- **Task directions**: Return every line from the records below with the string "white".

- **Available records**:
☆ ☆ ☆ ☆ ☆
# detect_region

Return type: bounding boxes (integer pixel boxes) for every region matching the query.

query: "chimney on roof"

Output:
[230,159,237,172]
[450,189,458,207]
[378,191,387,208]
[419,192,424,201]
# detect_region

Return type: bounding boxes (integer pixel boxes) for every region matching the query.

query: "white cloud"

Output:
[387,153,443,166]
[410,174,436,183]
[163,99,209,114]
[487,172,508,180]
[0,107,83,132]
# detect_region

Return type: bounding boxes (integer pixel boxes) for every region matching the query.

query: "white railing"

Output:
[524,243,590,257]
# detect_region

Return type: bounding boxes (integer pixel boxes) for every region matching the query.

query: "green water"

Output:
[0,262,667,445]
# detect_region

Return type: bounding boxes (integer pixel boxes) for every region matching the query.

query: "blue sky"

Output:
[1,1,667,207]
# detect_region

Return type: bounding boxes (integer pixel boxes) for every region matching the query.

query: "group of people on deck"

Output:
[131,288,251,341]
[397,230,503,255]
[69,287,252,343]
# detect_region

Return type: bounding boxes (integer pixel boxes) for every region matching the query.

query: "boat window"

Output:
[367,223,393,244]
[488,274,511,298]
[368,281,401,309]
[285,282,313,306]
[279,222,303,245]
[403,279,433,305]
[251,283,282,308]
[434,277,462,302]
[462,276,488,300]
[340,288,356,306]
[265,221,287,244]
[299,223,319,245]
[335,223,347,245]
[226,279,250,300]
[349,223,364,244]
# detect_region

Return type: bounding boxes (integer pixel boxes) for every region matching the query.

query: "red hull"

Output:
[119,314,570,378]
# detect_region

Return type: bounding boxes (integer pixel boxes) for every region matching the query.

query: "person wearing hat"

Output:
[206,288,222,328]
☆ ☆ ☆ ☆ ☆
- **Solution for this exercise**:
query: "white cloud"
query: "white railing"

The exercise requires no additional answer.